[Saved entries]
⁂

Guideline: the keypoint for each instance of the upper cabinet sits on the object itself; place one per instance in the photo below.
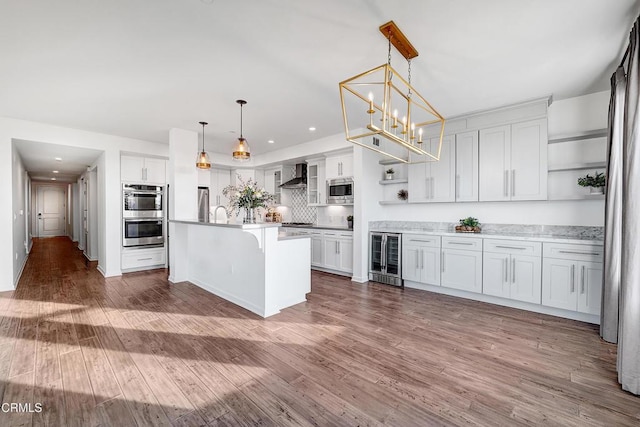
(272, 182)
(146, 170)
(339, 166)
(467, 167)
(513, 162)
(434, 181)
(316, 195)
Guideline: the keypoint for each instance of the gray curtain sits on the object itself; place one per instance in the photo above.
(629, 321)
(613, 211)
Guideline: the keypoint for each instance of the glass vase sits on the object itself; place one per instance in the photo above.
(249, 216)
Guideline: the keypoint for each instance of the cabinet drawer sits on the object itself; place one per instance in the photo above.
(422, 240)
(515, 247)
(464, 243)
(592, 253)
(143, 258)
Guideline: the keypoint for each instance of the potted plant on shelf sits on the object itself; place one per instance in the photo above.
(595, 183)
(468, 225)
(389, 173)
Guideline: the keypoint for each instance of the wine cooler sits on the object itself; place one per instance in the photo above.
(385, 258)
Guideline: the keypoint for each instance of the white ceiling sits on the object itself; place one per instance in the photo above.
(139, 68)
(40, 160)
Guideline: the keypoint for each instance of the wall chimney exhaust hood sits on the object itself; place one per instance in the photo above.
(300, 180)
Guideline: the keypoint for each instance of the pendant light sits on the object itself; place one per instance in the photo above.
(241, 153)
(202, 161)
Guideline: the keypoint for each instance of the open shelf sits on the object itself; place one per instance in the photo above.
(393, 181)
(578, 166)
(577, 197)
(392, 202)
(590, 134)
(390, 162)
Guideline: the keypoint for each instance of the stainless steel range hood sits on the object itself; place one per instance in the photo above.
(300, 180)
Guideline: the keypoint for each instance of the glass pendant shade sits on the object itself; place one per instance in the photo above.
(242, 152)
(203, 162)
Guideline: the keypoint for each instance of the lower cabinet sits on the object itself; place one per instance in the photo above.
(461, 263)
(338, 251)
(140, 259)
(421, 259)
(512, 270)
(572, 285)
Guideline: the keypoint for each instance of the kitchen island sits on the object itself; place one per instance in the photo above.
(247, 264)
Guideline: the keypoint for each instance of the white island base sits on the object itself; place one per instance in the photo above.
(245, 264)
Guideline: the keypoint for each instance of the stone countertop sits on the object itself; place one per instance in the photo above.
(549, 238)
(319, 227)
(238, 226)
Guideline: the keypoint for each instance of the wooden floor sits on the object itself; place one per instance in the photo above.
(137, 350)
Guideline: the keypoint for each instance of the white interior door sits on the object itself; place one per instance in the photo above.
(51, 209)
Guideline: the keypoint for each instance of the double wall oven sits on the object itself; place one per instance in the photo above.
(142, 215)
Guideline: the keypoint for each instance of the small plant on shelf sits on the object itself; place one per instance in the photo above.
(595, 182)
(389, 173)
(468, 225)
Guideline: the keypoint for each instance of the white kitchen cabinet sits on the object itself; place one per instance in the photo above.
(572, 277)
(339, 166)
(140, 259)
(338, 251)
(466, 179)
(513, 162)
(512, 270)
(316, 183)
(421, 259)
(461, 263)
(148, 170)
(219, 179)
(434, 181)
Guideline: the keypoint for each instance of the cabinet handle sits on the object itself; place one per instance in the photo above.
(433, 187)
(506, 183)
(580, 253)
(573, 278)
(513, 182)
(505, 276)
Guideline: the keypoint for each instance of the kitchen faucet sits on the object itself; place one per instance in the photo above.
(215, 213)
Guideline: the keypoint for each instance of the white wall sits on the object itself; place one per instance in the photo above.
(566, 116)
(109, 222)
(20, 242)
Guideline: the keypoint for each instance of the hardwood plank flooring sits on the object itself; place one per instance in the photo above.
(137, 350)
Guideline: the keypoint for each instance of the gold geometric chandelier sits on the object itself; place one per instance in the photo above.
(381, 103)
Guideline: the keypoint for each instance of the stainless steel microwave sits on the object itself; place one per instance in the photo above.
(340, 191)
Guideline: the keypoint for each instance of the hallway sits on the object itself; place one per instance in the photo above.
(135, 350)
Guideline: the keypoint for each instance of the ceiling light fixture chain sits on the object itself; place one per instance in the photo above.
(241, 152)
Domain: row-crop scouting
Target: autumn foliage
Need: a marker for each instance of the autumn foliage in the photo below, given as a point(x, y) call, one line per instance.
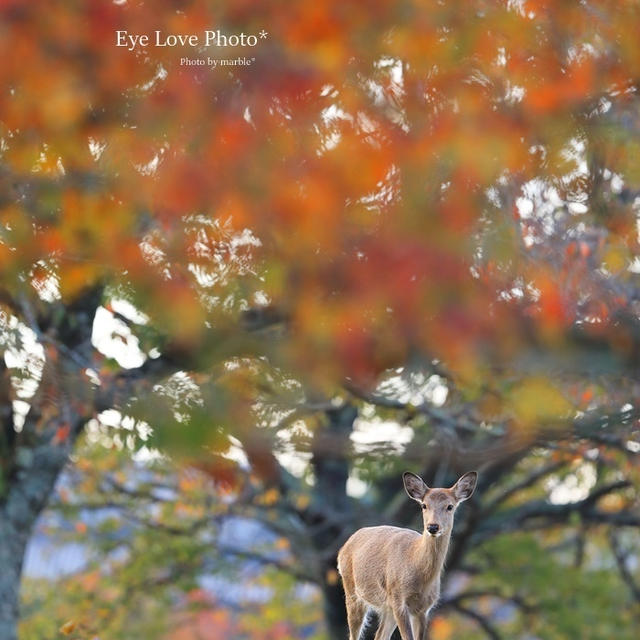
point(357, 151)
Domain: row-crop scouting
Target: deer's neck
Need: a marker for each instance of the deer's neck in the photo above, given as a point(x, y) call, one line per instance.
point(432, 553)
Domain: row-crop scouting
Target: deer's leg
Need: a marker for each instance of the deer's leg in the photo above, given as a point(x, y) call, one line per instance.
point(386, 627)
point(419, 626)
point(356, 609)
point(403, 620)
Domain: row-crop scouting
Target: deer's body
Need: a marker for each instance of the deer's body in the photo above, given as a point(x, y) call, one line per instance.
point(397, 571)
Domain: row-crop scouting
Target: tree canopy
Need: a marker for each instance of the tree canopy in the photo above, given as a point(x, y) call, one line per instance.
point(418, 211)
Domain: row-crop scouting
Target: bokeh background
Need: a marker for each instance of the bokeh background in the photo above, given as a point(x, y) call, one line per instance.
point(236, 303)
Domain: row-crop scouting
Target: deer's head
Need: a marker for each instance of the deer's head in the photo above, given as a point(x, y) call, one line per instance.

⁂

PROBLEM TO SOLVE
Here the job is to print the data above exactly, except for any pictures.

YOUR SOLUTION
Guideline: the keypoint for each instance of the upper cabinet sits on the object itself; place one per instance in the photo below.
(272, 182)
(146, 170)
(339, 166)
(467, 167)
(513, 162)
(434, 181)
(316, 195)
Guideline: the keypoint for each instance of the gray curtain sits on the object itself; place one per instance in the photo above.
(629, 321)
(613, 211)
Guideline: the keypoint for each instance of the glass vase sits on the object itself; place one per instance in the photo above.
(249, 216)
Guideline: the keypoint for each instance of the cabinet drawer sits on the object itself; place one per instance in the photo above.
(422, 240)
(515, 247)
(464, 243)
(592, 253)
(143, 258)
Guideline: the keypoint for each instance of the potted plant on shelf sits on the object itself; place one per instance in the photo above.
(595, 183)
(468, 225)
(389, 173)
Guideline: the keypoint for each instance of the wine cooler sits on the object itself; place one per instance in the photo above.
(385, 258)
Guideline: the keypoint for each instance of the white ceiling sits on the object itself; place one per instance in the photo above.
(139, 68)
(40, 160)
Guideline: the keypoint for each instance of the wall chimney exhaust hood sits on the object itself; place one per instance in the photo above.
(300, 180)
Guideline: the keypoint for each instance of the pendant light sits on the object itself; place one per instance in the photo above.
(241, 153)
(202, 161)
Guideline: the keypoint for each instance of the open shelf sits on the object itself; place one per instance in the photo above.
(393, 181)
(578, 166)
(577, 197)
(392, 202)
(590, 134)
(390, 162)
Guideline: the keypoint for each instance of the stainless steel range hood sits on the object itself; place one per instance in the photo above.
(300, 180)
Guideline: the keypoint for each instance of the glass pendant shade sits on the object itself; place one per instance in the photo above.
(242, 152)
(203, 162)
Guideline: the keypoint for each instance of the lower cabinet sits on the object itself; place one per instance in the photo above.
(461, 263)
(338, 251)
(140, 259)
(421, 259)
(512, 270)
(572, 285)
Guideline: the keypoint for each instance of the kitchen island sits on the object itself; place one per instance in the photo above.
(247, 264)
Guideline: the keypoint for each instance of the white island base sits on the object itself; place one per instance in the photo above.
(245, 264)
Guideline: the keypoint for each instance of the stone countertop sits on the object itself; place one per instance in the photo above.
(549, 238)
(319, 227)
(238, 226)
Guideline: the keypoint for each instance of the wooden floor sits on the object itself; place one per instance in the photo above.
(137, 350)
Guideline: the keypoint for each instance of the white interior door sits on the object itself; place one per instance in the photo above.
(51, 209)
Guideline: the keypoint for each instance of the double wall oven sits on the object itself; place one per instance in the photo above.
(142, 215)
Guideline: the keypoint for each instance of the small plant on shelf sits on the object itself; place one per instance in the photo above.
(595, 182)
(389, 173)
(468, 225)
Guideline: the keypoint for each instance of the white kitchen cabinet sits on the object itself; place one per instance in the photo above.
(572, 277)
(339, 166)
(140, 259)
(338, 251)
(466, 179)
(513, 162)
(512, 270)
(316, 183)
(421, 259)
(461, 263)
(148, 170)
(219, 179)
(434, 181)
Guideline: the keypoint for each instance of the cabinet handle sits on the object itself; place one per instance in the photo above.
(433, 187)
(506, 183)
(580, 253)
(573, 278)
(513, 182)
(505, 276)
Guideline: the keypoint for each instance of the kitchen faucet sits on the object itself; place one per instance in the photo above.
(215, 213)
Guideline: the keypoint for each instance of the white wall sits on the object itself; place one per instance in the photo above.
(566, 116)
(109, 222)
(20, 242)
Guideline: the keypoint for each instance of the hardwood plank flooring sits on the object itself; place one per instance in the photo above.
(137, 350)
Guideline: the keypoint for each instance of the gold geometric chandelier sits on the object itself; place one per instance in the photo above.
(381, 103)
Guideline: the keypoint for each instance of the stainless steel microwave sits on the object itself; place one per instance in the photo above.
(340, 191)
Guideline: the keypoint for each instance of the hallway sits on the object itself; place one per instance in the photo above.
(135, 350)
Guideline: the keypoint for each instance of the ceiling light fixture chain sits on the object itself; place one per instance in the photo above.
(241, 152)
Domain: row-crop scouting
Target: autumn foliage
Need: a marker for each instance of the autumn foliage in the photo below, given as a point(x, y) call, one line per instance.
point(357, 151)
Domain: row-crop scouting
Target: deer's neck
Need: a marker for each instance of the deer's neck in the photo above, given as a point(x, y) call, one line per instance.
point(432, 553)
Domain: row-crop scouting
Target: deer's leg
Need: a marker for each instance of the deer's leg in the photo above, given as a point(x, y) call, one line per instance.
point(386, 627)
point(419, 626)
point(356, 609)
point(403, 620)
Domain: row-crop scouting
Target: deer's body
Need: a marker for each instance of the deer's body in the photo above, given as a point(x, y) call, one line per instance.
point(397, 571)
Domain: row-crop scouting
Target: tree canopy
Need: a marker for each instance of the tree canopy in the photo above, given as a point(x, y) call, one line per instance.
point(418, 211)
Domain: row-crop scouting
Target: bokeh background
Need: a marker for each instance of the bokeh background in the photo above, given as a point(x, y) call, one line per instance.
point(236, 303)
Domain: row-crop scouting
Target: deer's head
Need: a marker for each instance of the deer's head in the photo above, given as a point(x, y) call, one line per instance.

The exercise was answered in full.